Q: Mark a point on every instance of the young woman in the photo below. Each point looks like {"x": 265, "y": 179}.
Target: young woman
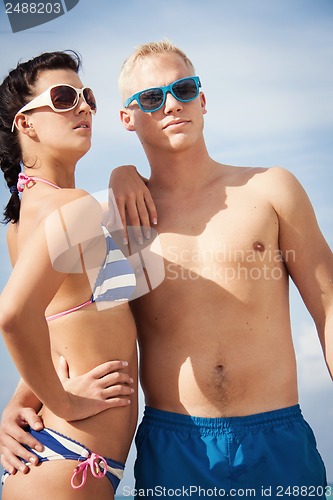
{"x": 67, "y": 296}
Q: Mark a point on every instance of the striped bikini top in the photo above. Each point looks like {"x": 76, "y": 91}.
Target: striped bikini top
{"x": 116, "y": 279}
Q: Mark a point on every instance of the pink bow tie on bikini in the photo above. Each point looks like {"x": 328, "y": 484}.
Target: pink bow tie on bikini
{"x": 94, "y": 463}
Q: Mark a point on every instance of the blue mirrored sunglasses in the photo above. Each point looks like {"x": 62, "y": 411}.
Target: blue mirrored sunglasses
{"x": 149, "y": 100}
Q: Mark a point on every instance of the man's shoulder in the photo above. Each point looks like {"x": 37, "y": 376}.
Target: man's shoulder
{"x": 274, "y": 178}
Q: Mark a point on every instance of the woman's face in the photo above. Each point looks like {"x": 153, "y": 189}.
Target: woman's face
{"x": 59, "y": 134}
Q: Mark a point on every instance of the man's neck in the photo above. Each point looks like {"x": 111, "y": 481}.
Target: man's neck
{"x": 181, "y": 172}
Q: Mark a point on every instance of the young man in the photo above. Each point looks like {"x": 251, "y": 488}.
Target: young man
{"x": 217, "y": 361}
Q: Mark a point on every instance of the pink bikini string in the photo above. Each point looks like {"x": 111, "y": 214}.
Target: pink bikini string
{"x": 94, "y": 463}
{"x": 24, "y": 179}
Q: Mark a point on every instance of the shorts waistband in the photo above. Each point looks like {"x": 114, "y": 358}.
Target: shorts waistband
{"x": 166, "y": 419}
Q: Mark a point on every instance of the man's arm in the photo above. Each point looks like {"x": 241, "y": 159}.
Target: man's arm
{"x": 307, "y": 256}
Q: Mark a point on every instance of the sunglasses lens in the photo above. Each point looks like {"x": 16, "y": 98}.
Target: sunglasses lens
{"x": 63, "y": 97}
{"x": 90, "y": 99}
{"x": 185, "y": 90}
{"x": 151, "y": 99}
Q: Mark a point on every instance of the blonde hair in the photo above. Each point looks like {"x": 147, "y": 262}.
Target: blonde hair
{"x": 142, "y": 51}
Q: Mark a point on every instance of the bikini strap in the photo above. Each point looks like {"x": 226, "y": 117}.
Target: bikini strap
{"x": 24, "y": 179}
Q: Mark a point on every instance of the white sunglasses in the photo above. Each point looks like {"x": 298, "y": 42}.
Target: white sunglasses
{"x": 61, "y": 98}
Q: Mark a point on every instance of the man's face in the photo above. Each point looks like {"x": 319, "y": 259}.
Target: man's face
{"x": 176, "y": 125}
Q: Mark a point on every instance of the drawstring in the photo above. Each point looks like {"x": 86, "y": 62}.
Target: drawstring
{"x": 94, "y": 462}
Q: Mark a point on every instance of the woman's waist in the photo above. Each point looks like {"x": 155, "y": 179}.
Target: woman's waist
{"x": 109, "y": 433}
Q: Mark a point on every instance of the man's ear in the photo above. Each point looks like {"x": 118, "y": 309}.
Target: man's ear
{"x": 203, "y": 103}
{"x": 24, "y": 125}
{"x": 127, "y": 119}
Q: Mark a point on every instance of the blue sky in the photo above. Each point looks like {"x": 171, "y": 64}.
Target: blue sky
{"x": 267, "y": 71}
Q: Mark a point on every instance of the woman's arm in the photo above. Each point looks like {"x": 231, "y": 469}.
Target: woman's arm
{"x": 106, "y": 380}
{"x": 134, "y": 200}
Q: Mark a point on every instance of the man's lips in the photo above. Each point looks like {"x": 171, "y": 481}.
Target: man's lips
{"x": 175, "y": 123}
{"x": 83, "y": 124}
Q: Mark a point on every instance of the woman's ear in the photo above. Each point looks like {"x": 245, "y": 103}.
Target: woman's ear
{"x": 127, "y": 119}
{"x": 203, "y": 103}
{"x": 23, "y": 124}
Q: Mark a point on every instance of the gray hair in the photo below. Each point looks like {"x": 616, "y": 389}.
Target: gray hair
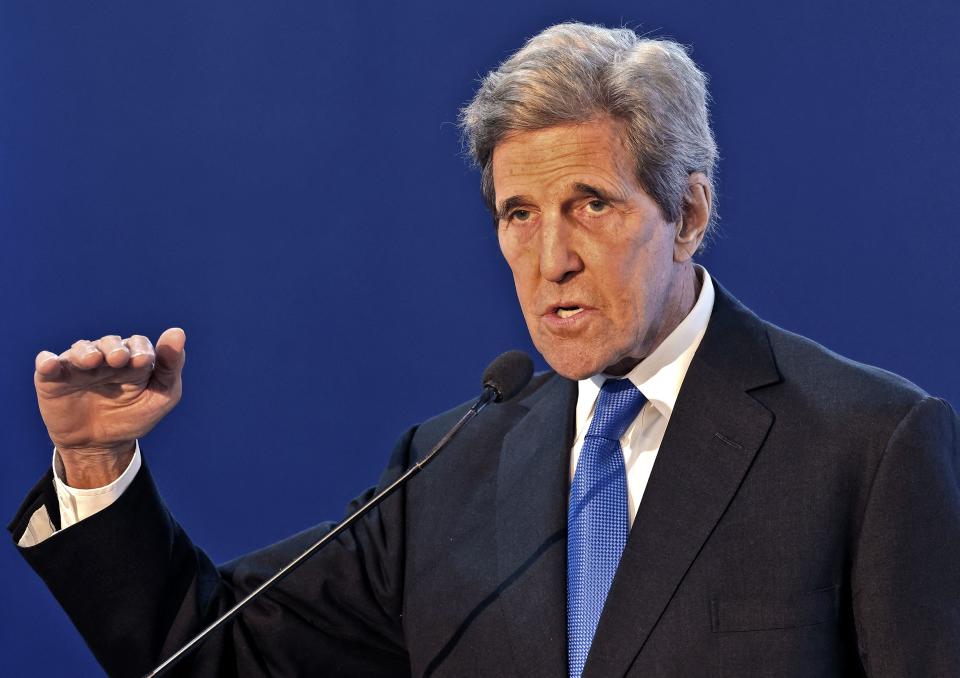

◆ ◆ ◆ ◆ ◆

#### Problem statement:
Retype only the lines from the line with "Q: Mark a point on every instance of the woman's waist" through the last line of the data. Keep both ends and skip the pictures.

#### Solution for this task:
Q: Mark a point on every instance of the woman's waist in the photo above. Each point looks like {"x": 155, "y": 179}.
Target: woman's waist
{"x": 109, "y": 433}
Q: Mark a point on every instance of the man's ear in the photo above. Each point looks like {"x": 118, "y": 309}.
Target: man's ear
{"x": 203, "y": 103}
{"x": 24, "y": 125}
{"x": 127, "y": 119}
Q: Mark a point on every instance of the blue sky in the photo above. Each point looks like {"x": 171, "y": 64}.
Target: blue sky
{"x": 267, "y": 71}
Q: Mark a point on every instance of the woman's arm in the photo above. Each point looks like {"x": 231, "y": 469}.
Target: woman's arm
{"x": 106, "y": 380}
{"x": 134, "y": 200}
Q: Mark a point on every instance of the man's lips in the photo above. Each point looks like {"x": 171, "y": 481}.
Target: man's lips
{"x": 175, "y": 123}
{"x": 83, "y": 124}
Q: Mark a point on every instance of the woman's ear in the photo above. Each point looks like {"x": 245, "y": 103}.
Target: woman's ear
{"x": 127, "y": 119}
{"x": 203, "y": 103}
{"x": 23, "y": 124}
Q: Mark a point on every instance of the gray hair in the photo below. Each point looks like {"x": 616, "y": 389}.
Target: gray hair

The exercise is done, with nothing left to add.